**To be done:** Please rescale the rows from the start up to and including the line with "point(424, 147)", copying every line, requests included. Multiply each point coordinate in the answers by 2.3 and round to whole numbers, with halves rounded up.

**Input records:**

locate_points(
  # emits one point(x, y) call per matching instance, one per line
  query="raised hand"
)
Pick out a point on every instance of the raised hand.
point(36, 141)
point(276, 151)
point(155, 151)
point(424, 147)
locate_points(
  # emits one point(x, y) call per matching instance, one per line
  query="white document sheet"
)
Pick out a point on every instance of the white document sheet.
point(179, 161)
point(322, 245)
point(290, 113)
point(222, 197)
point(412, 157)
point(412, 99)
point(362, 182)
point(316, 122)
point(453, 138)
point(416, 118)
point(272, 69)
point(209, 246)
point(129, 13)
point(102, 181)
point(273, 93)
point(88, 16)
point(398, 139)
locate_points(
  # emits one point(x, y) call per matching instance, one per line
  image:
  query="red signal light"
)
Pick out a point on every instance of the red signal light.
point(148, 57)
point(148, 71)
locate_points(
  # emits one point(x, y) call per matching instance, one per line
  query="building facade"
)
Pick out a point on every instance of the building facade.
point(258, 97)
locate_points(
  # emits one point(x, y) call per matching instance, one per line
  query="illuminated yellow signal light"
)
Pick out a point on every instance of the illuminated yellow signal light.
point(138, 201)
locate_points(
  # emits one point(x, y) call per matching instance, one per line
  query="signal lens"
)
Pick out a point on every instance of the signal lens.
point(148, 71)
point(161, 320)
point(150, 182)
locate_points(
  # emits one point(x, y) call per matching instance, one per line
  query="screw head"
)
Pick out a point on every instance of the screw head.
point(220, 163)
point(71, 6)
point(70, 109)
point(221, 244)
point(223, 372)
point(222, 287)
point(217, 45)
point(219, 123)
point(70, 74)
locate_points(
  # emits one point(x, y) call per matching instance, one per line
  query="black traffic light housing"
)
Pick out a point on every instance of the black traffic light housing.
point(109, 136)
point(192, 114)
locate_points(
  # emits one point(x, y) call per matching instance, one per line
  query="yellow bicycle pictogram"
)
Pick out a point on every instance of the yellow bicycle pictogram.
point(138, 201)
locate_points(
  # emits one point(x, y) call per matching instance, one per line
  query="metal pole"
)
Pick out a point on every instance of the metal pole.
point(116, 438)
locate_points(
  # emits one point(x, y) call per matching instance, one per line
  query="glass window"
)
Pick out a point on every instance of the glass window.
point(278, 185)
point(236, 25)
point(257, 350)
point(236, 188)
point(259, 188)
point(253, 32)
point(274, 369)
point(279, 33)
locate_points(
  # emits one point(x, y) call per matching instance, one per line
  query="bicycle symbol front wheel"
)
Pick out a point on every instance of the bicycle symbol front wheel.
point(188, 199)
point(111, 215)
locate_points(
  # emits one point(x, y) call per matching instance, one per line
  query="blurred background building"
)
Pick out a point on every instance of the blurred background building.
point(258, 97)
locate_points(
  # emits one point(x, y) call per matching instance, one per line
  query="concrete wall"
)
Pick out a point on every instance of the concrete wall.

**Correct result:**
locate_points(
  # emits one point(x, y) call per matching instance, one per line
  query="raised hand"
)
Pick out a point on every instance of the raised hand.
point(83, 324)
point(635, 347)
point(357, 347)
point(975, 338)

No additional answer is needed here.